[TASK OBJECTIVE] Look through the lines below for the word "target", and copy every line that has it.

[RECORDS SHOWN]
::::::

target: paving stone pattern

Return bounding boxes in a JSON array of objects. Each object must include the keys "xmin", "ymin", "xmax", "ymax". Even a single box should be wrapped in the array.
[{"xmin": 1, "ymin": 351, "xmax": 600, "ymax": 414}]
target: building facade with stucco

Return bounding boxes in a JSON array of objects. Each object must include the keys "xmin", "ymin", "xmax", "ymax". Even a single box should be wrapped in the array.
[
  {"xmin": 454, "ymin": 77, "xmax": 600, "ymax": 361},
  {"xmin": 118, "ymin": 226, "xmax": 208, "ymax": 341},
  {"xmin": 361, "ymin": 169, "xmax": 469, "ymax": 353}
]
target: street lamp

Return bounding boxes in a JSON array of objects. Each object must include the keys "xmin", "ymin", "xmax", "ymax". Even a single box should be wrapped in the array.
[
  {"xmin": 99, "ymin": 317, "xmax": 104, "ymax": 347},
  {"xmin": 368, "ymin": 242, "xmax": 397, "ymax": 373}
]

::::::

[YOUR RESPONSE]
target: paving stone pattern
target: building facade with stucco
target: street lamp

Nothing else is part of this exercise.